Reproduce the full listing below word for word, every line in its original order.
--- Begin ---
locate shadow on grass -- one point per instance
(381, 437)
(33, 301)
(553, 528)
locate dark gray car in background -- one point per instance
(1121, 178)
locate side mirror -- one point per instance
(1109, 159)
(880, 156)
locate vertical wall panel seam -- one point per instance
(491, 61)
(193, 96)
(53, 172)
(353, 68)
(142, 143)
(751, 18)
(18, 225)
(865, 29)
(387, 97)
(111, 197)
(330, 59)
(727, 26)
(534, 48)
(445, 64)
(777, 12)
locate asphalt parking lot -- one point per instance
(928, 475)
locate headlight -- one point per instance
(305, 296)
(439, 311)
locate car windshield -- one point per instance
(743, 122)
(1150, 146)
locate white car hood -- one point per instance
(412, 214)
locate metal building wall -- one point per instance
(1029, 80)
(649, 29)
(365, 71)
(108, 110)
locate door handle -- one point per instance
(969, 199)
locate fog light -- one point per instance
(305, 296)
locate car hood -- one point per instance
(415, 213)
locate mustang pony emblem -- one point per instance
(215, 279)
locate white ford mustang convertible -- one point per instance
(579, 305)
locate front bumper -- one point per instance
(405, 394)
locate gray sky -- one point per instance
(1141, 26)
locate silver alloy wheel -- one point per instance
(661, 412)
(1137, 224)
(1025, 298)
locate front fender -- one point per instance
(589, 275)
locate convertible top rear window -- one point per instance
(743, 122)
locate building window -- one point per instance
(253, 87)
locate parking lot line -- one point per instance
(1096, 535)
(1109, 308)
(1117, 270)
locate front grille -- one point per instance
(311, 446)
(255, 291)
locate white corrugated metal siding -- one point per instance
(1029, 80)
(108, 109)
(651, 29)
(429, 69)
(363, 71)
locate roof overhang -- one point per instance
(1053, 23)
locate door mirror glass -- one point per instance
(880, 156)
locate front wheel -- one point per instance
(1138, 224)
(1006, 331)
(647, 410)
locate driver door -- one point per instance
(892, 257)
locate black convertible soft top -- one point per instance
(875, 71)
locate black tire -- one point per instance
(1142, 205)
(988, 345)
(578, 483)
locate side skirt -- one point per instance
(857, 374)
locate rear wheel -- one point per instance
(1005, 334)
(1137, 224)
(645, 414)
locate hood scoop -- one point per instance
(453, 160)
--- End ---
Worked answer.
locate shadow on grass -- one point per instance
(381, 437)
(33, 301)
(553, 528)
locate dark gray car in background -- one point per instance
(1121, 178)
locate side mirror -- one point per instance
(1109, 159)
(880, 156)
locate vertical wall panel seam -- one point per instance
(491, 61)
(193, 96)
(53, 172)
(353, 68)
(142, 143)
(751, 18)
(18, 225)
(865, 29)
(387, 97)
(111, 197)
(330, 59)
(727, 26)
(534, 48)
(445, 64)
(777, 12)
locate asphalt parking lot -- one point per instance
(928, 475)
locate headlight -- one point per instance
(305, 296)
(439, 311)
locate car windshield -- one point per instance
(743, 122)
(1150, 146)
locate white car hood -- one point per instance
(412, 214)
locate metal building wall -- one point per instance
(1029, 80)
(649, 29)
(365, 71)
(108, 110)
locate door handle -- one point per instance
(969, 199)
locate fog light -- one point per instance
(305, 296)
locate car hood -- one point per instance
(415, 213)
locate mustang pony emblem -- one point per instance
(215, 279)
locate white ford mustang convertible -- one point per instance
(579, 305)
locate front bumper -- one point per instance
(405, 394)
locate gray sky -- one point per instance
(1141, 26)
locate silver alloy wheel -- one point per instance
(661, 412)
(1137, 224)
(1025, 298)
locate front fender -- one point per instance
(589, 275)
locate convertible top rear window -- one point per instance
(743, 122)
locate building window -- one point per instance
(253, 87)
locate parking lot line -- one point per instance
(1096, 535)
(1109, 308)
(1117, 270)
locate front grille -- one point per instance
(311, 446)
(255, 291)
locate white corrugated metal siding -- one point per instance
(1029, 80)
(108, 109)
(651, 29)
(429, 69)
(363, 71)
locate roof overhang -- one point per instance
(1053, 23)
locate door mirror glass -- one point per instance
(880, 156)
locate front wheel -- one point per instance
(1138, 224)
(1006, 331)
(647, 410)
locate driver door -- one point per instance
(892, 257)
locate black convertible soft top -- one point per instance
(875, 71)
locate black tire -- one point per instance
(1142, 205)
(988, 345)
(578, 483)
locate side skirt -- one point per instance
(857, 374)
locate rear wheel -- one point per instance
(1005, 334)
(1137, 224)
(645, 414)
locate hood scoop -- one point per instance
(453, 160)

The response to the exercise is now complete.